***** Text section *****

In section 472.010 we find, first, a statement as to what persons ... are interested. This first statement, taken alone, would not include any persons not specifically named and thus would omit administrators.... But effect must be given to the following words, “this meaning may vary at different stages and different parts of a proceeding and must be determined according to the particular purpose and matter involved.” We cannot ignore them. The legislature intended them to mean something, and that meaning must be either to narrow or to broaden the words of definition which precede.... But if we adopt a liberal construction, as we should and must do, we will give broad meaning to those words and interpret them together with the whole statute and the whole code and in the light of previous decisions concerning similar or related statutes.

Dugan, 309 S.W.2d at 144. (emphasis ours).

*****

Set exercise:
In the court passage on section 472.010, why must effect be given to the words "this meaning may vary at different stages and different parts of a proceeding"? Answer in one to three sentences.

***** Supplied material *****

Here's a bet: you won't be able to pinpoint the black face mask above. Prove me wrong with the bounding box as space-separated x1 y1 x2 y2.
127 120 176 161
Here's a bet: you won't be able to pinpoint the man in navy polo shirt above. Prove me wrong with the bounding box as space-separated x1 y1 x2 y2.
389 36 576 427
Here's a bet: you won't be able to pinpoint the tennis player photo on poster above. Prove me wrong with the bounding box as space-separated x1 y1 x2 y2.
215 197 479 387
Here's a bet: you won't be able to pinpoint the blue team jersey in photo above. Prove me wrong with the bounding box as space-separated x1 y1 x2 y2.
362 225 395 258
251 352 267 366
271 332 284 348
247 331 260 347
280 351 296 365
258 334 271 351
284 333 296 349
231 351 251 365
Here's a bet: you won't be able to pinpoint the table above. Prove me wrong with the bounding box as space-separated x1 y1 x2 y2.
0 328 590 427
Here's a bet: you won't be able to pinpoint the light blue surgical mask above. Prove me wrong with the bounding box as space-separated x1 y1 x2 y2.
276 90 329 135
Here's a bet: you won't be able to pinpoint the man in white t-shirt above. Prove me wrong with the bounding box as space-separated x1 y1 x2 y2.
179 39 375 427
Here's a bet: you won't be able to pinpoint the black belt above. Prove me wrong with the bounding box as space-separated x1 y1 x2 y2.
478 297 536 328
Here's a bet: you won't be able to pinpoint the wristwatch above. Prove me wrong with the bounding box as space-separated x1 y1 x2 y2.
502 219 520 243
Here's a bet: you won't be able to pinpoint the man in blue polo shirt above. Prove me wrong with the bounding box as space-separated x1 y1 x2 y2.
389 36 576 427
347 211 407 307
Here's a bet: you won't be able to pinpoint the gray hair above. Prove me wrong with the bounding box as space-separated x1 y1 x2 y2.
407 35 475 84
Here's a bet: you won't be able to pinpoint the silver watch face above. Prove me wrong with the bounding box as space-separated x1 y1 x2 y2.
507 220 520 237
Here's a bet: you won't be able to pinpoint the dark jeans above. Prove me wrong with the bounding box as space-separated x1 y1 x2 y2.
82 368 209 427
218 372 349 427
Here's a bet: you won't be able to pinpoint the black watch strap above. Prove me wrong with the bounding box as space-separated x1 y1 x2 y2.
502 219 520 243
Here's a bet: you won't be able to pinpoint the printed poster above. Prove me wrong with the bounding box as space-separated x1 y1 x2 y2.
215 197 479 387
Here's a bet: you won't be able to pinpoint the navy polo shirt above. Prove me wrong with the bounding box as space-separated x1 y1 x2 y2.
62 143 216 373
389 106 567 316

*****

Result for this task:
The legislature intended those words to mean something, so they cannot be ignored. Their meaning must be either to narrow or to broaden the definition that comes before them.